:: Extracted text

The Four Point Algorithm allows you to remove projective distortion for planar points. One application is those sideline ads in stadiums: they appear perfectly straight to the tv viewer, but if you were to examine them from up close they'd look fairly distorted.
This algorithm is a special case of epipolar geometry, which aims to find the projective transformation from one camera to another one, with the restriction that the points under consideration are planar. The transformation is called a homography.
Suppose we have Camera 1 and Camera 2, and \textbf{X}_i is a point with coordinates (x,y,z) for camera i: \begin{equation} \textbf{X}_2 = H \textbf{X}_1 \\ \begin{bmatrix} x_2\\ y_2\\ z_2 \end{bmatrix} = \begin{bmatrix} H_{11} & H_{21} & H_{31}\\ H_{21} & H_{22} & H_{32}\\ H_{31} & H_{23} & H_{33} \end{bmatrix} \begin{bmatrix} x_1\\ y_1\\ z_1 \end{bmatrix} \end{equation}
The goal is to determine H. There are 9 elements, but 8 degrees of freedom since it's up to a scale factor. Keep in mind that you can write the equations in inhomogeneous form (dividing x2 and y2 by z2 to produce x'2 and y'2). You end up with 2 equations linear in H_ij, for each point in correspondence. Thus, all the elements of H are determined with 8/2 = 4 points in correspondence between camera 1 and 2.

::::

* _Exercise brief_
Could you retype everything in the Four Point Algorithm text from "The Four Point" down to "called a homography.", word for word?

:: Dataset rows

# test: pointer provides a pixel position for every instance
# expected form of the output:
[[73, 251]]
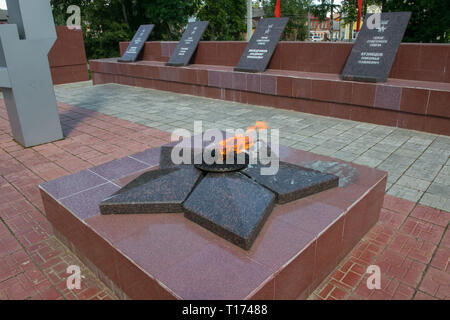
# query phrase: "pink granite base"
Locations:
[[166, 256]]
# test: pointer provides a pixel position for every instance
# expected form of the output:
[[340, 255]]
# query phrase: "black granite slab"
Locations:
[[193, 145], [156, 191], [188, 44], [292, 182], [262, 44], [230, 205], [374, 51], [138, 42]]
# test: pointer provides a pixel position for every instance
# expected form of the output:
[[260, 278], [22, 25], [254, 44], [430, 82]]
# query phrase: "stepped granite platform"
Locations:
[[166, 256], [304, 77]]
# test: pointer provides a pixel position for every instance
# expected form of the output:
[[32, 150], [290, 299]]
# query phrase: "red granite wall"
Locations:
[[414, 61], [67, 58], [302, 76]]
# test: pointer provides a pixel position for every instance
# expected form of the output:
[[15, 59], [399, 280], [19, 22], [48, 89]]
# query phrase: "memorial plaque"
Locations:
[[188, 44], [375, 48], [261, 46], [138, 42]]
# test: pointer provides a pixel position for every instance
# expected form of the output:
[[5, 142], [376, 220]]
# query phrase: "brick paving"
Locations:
[[417, 162], [410, 243], [33, 262]]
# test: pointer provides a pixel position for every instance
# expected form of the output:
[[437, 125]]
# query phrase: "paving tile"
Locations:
[[417, 163], [436, 284]]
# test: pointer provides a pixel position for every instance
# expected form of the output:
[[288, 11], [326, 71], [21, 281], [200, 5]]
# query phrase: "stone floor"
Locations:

::::

* _Solution to the problem_
The Four Point Algorithm allows you to remove projective distortion for planar points. One application is those sideline ads in stadiums: they appear perfectly straight to the tv viewer, but if you were to examine them from up close they'd look fairly distorted.
This algorithm is a special case of epipolar geometry, which aims to find the projective transformation from one camera to another one, with the restriction that the points under consideration are planar. The transformation is called a homography.